> Exercise requirements
Repeat the passage from the tofu and green bean recipe word for word, starting at "Serve along with" and ending at "if not more.".

> Text passage
+--
The crisp of the green beans, savory shallots and umami sauce with tofu, is a combo that will win over even the most hesitant tofu eater.
Serve along with fresh rice and a green salad dressed with a tangy mustard vinaigrette, or pickled veggies.
Serving for 4.
Note: To make the tofu pieces nice and crisp, extracting the liquid is key. Drain, wrap in a clean dish towel and set a heavy pan or dish on top of tofu, for at least 20 minutes, if not more.

In a medium bowl, combine tofu cubes and cornstarch together, set aside.
In a small bowl whisk together soy sauce, brown sugar, ginger and pepper. Set aside.
In a large skillet or wok, heat 2 tablespoons of oil over medium-high heat. Add coated tofu pieces to hot oil. Crisp up tofu pieces, carefully sautéing and moving them, browning on all sides. About 5-7 minutes.
+--
> Information shown

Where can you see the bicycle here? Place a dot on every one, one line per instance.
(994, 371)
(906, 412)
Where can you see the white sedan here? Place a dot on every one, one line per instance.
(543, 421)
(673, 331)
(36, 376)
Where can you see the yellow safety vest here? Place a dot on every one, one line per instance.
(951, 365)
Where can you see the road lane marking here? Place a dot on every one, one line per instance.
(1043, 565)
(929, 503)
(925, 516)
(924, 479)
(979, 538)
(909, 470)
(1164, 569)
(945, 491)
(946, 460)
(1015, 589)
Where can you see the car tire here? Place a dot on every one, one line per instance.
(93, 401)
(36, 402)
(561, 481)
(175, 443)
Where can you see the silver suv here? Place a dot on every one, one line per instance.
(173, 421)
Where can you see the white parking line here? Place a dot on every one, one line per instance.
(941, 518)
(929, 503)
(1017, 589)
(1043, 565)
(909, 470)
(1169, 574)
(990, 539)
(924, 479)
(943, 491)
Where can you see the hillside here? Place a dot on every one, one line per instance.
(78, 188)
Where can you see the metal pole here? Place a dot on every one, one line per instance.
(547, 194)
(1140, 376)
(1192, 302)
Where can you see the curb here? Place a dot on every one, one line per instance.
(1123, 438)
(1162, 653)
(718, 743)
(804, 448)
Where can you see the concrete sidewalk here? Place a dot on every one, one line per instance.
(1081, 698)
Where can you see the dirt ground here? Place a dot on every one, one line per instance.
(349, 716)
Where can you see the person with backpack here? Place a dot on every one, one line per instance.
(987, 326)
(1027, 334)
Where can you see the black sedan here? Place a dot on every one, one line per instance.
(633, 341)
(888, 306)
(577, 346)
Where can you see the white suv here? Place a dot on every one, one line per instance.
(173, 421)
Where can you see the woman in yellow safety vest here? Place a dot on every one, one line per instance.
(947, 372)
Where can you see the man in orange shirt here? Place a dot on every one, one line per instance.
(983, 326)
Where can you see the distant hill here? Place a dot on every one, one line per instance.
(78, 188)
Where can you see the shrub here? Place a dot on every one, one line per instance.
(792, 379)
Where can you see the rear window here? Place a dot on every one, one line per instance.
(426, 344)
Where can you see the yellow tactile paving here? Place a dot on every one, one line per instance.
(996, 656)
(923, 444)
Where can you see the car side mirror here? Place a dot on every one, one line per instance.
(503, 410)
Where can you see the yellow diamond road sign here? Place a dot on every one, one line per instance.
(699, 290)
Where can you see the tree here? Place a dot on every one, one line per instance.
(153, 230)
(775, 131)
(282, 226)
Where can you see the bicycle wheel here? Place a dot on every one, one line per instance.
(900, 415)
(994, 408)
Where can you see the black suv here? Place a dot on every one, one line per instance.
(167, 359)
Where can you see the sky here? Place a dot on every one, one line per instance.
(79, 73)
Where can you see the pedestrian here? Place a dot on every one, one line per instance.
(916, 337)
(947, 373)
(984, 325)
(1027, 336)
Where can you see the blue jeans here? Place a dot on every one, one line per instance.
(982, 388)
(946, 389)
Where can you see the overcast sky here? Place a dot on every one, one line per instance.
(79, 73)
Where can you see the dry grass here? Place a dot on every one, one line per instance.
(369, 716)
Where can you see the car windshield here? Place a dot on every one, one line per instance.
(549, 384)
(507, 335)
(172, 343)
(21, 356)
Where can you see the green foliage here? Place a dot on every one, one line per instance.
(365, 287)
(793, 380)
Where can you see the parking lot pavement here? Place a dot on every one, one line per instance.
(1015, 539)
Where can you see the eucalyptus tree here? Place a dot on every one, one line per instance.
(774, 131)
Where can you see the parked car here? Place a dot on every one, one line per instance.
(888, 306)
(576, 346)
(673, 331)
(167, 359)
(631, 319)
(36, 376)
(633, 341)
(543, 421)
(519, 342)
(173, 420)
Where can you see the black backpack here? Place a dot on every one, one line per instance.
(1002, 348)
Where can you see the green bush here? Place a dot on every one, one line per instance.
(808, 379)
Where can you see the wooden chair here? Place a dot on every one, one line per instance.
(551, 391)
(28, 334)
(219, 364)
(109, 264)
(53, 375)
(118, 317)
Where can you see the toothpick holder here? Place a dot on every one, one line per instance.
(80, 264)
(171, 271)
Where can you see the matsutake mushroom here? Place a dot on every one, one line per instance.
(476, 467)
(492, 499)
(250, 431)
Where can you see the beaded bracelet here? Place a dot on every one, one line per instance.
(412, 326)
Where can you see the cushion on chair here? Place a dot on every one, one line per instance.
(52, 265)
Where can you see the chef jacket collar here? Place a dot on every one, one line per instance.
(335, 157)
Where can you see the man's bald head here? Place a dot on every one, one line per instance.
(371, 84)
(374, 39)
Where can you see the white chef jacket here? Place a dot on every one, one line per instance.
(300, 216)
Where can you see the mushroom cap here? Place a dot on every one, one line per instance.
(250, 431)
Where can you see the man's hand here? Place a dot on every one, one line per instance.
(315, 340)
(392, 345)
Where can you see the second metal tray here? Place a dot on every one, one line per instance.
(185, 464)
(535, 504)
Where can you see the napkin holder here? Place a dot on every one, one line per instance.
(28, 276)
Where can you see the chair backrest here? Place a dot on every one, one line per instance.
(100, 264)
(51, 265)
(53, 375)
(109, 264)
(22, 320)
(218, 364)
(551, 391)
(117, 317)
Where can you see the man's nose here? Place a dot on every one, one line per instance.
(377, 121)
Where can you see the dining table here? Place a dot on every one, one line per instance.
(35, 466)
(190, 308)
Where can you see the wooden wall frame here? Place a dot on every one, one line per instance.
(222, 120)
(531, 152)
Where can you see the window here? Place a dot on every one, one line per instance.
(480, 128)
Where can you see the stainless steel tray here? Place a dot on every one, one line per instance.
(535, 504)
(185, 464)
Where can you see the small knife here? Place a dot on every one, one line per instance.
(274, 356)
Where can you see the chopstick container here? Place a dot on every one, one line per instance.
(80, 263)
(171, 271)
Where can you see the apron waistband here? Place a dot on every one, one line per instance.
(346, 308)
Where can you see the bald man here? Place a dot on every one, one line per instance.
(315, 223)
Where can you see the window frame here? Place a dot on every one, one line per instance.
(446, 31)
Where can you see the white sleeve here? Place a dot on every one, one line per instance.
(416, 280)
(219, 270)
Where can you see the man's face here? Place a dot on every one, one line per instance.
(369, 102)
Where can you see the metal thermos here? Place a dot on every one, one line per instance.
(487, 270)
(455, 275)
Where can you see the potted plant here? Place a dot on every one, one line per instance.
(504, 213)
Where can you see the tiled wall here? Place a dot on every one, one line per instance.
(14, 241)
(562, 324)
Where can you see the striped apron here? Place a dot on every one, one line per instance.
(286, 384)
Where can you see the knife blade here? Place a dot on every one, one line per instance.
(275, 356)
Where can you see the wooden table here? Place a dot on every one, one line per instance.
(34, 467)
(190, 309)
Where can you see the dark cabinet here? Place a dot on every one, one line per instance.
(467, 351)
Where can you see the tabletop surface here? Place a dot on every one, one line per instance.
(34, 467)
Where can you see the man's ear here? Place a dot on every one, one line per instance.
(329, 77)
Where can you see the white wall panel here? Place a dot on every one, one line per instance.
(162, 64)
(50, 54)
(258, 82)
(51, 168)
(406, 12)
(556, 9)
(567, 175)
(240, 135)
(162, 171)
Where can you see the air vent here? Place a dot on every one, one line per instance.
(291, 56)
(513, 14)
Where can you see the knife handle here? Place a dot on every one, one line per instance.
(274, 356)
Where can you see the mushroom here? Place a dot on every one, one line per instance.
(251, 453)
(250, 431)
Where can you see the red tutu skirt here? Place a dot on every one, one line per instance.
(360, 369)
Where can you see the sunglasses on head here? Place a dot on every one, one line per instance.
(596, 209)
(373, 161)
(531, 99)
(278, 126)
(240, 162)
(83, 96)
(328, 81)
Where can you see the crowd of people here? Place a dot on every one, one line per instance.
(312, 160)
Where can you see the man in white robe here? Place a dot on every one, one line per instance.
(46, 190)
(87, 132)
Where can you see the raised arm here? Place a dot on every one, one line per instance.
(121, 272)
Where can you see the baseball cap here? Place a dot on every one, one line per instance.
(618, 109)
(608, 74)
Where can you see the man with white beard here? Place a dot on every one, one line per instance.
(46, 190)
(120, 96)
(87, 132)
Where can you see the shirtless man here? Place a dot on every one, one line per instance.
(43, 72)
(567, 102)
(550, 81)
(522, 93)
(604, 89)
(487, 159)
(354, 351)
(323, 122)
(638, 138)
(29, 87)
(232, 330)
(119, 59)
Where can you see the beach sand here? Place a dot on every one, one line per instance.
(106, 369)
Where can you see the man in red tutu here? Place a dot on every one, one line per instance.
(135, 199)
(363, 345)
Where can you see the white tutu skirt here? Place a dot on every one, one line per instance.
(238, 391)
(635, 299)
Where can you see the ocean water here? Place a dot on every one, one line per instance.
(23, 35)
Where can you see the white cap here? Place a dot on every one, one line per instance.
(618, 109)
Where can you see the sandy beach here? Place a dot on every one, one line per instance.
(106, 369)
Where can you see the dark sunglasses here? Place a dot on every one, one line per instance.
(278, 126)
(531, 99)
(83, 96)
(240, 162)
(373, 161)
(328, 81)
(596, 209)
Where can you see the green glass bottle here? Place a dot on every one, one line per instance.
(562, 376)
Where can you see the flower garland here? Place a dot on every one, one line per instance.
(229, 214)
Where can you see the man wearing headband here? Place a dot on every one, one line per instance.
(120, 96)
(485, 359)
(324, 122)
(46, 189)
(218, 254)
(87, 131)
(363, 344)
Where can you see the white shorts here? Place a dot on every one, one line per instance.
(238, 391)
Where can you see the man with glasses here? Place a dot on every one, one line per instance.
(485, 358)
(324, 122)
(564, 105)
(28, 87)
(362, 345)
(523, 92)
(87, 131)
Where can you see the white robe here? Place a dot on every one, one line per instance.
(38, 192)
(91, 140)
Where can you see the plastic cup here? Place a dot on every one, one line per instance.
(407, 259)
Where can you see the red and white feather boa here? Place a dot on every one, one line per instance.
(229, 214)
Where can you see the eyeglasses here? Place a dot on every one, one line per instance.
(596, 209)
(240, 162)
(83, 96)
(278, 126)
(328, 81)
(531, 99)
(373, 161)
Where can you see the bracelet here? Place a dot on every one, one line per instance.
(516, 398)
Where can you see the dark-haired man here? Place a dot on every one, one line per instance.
+--
> Result
Serve along with fresh rice and a green salad dressed with a tangy mustard vinaigrette, or pickled veggies.
Serving for 4.
Note: To make the tofu pieces nice and crisp, extracting the liquid is key. Drain, wrap in a clean dish towel and set a heavy pan or dish on top of tofu, for at least 20 minutes, if not more.